Task set ->
A: Rewrite the storage system passage starting at the words "Referring to FIG. 10, the" and ending after "process is terminated.", replacing "timer interrupt process" with "periodic timeout check" each time it occurs.
B: Using the storage system passage, answer each question:
(i) At which step does the storage system 10 execute a timer interrupt process at predetermined intervals?
(ii) What is updated when a TCP packet undergoing timeout is present?
(iii) The sending process of which figure is the re-send process said to be similar to?
C: Translate this sentence from the storage system passage into Spanish: "Referring to FIG. 10, the storage system 10 executes a timer interrupt process at predetermined intervals (S1700)."

Text passage ->
Referring to FIG. 10, the storage system 10 executes a timer interrupt process at predetermined intervals (S1700). In the timer interrupt process, the storage system 10 determines whether or not any SCSI command CDB undergoing time-out is present in the SCSI command CDB (S1710). If the SCSI command CDB undergoing timeout is not present (“No” at S1710), then the storage system 10 terminates the timer interrupt process. Otherwise, if the SCSI command CDB undergoing timeout is present (“Yes” at S1710), then the storage system 10 performs a process in which the SCSI command CDB is interrupted (post process) (S1720). Concretely, this SCSI command CDB is eliminated from a target of CDB timeout monitor, so that the timer interrupt process is terminated.
Referring to FIG. 11, the storage system 10 starts a process by causing timer interrupt of the TCP layer at regular intervals (S1800). In the timer interrupt process of the TCP layer, the storage system 10 determines whether or not there is any TCP packet undergoing timeout from among TCP packets which have been sent and of which corresponding ASK responses are not received (S1810). If the TCP packet undergoing time-out is not present (“No” at S1810), the storage system 10 terminates the timer interrupt process. Otherwise, if the TCP packet is present (“Yes” at S1810), the loss quantity of the data being sent in the session-unit network setting table 134 is updated (S1820). Thereafter, to re-send the TCP packet, the process subsequent to the TCP layer sending process at S1560 is performed. However, since this process is similar to the sending process of FIG. 9, a description will be omitted by applying the same reference numerals to the same portions.

[Point annotation dataset records]
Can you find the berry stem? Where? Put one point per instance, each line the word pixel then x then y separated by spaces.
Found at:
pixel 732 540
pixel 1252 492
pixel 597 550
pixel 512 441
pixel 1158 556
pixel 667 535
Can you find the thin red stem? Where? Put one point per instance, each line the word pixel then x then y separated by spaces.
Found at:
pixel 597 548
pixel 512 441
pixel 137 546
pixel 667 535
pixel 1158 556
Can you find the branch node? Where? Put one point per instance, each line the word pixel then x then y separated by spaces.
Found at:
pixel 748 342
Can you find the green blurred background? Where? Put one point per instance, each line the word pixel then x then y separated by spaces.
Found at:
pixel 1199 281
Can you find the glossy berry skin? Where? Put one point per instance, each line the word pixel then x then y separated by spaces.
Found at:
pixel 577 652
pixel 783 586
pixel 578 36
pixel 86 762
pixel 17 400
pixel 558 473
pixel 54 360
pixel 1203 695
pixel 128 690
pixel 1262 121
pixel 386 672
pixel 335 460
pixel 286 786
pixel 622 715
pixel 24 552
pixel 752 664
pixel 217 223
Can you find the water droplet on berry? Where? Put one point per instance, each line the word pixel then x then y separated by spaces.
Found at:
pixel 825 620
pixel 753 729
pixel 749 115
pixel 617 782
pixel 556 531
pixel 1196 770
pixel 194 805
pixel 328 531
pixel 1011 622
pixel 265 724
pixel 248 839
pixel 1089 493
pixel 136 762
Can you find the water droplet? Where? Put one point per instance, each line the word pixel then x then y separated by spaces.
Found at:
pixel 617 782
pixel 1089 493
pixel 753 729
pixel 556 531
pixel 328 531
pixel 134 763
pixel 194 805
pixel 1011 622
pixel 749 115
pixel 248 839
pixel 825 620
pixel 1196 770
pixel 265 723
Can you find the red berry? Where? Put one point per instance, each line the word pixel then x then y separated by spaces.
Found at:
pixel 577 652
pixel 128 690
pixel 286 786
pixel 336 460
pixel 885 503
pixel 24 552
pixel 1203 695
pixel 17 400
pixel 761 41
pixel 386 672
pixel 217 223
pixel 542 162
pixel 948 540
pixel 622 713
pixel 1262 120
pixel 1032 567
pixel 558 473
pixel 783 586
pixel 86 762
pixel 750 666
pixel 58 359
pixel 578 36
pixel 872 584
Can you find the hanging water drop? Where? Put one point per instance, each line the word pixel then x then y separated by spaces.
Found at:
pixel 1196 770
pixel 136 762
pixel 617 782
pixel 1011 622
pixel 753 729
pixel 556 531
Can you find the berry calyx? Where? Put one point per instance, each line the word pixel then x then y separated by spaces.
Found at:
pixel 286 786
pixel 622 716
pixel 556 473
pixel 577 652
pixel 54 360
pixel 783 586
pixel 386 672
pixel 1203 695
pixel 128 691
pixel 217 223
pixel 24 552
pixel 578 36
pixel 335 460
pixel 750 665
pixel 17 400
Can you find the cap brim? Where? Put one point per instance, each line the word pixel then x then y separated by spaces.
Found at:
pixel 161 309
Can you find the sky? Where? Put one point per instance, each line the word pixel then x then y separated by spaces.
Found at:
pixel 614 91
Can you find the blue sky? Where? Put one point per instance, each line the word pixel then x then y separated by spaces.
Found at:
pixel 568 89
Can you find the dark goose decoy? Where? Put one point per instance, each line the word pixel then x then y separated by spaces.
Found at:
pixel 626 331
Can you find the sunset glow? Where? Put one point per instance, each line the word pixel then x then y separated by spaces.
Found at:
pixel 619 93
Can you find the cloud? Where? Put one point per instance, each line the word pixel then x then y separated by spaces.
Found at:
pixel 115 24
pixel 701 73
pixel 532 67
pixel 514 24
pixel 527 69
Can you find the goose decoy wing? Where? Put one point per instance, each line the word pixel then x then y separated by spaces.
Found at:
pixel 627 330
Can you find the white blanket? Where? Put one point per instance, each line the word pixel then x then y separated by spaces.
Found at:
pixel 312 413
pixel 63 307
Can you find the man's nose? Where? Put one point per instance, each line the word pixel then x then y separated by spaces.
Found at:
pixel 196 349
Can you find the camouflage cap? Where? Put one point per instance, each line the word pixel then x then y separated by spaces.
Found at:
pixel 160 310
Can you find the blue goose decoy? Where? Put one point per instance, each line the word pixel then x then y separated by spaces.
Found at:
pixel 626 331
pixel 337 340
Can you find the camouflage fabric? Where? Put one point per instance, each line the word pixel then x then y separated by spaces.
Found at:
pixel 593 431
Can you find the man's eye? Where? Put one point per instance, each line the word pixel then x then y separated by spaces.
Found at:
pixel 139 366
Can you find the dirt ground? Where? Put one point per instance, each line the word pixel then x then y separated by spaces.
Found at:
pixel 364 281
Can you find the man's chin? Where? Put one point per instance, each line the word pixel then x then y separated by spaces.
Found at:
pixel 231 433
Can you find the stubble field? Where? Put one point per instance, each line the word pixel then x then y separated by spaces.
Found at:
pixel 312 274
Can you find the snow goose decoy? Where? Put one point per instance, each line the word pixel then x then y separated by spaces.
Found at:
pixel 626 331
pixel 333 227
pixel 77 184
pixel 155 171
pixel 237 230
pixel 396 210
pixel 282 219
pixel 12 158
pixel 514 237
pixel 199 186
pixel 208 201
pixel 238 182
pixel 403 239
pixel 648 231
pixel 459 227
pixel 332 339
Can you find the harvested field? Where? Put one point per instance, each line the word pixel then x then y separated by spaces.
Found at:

Outputs ->
A:
Referring to FIG. 10, the storage system 10 executes a periodic timeout check at predetermined intervals (S1700). In the periodic timeout check, the storage system 10 determines whether or not any SCSI command CDB undergoing time-out is present in the SCSI command CDB (S1710). If the SCSI command CDB undergoing timeout is not present (“No” at S1710), then the storage system 10 terminates the periodic timeout check. Otherwise, if the SCSI command CDB undergoing timeout is present (“Yes” at S1710), then the storage system 10 performs a process in which the SCSI command CDB is interrupted (post process) (S1720). Concretely, this SCSI command CDB is eliminated from a target of CDB timeout monitor, so that the periodic timeout check is terminated.

B:
(i) S1700
(ii) The loss quantity of the data being sent in the session-unit network setting table 134 (S1820)
(iii) FIG. 9

C: Con referencia a la FIG. 10, el sistema de almacenamiento 10 ejecuta un proceso de interrupción por temporizador a intervalos predeterminados (S1700).